— START —

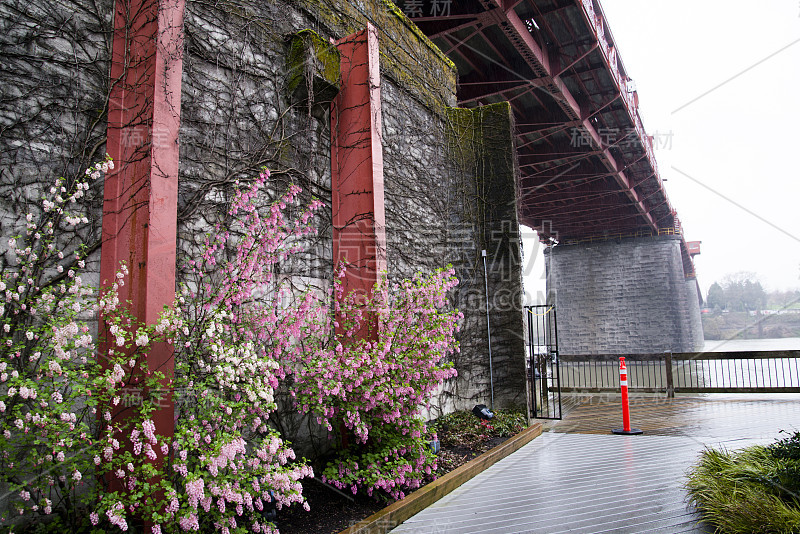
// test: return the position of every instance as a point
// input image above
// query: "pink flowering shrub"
(56, 399)
(228, 465)
(70, 411)
(390, 357)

— END —

Reproduce every line of the records above exactly, leaving out the picture.

// test: return the position of every instance as a point
// input image above
// query: "pink flowering shrub"
(56, 399)
(228, 465)
(70, 411)
(390, 357)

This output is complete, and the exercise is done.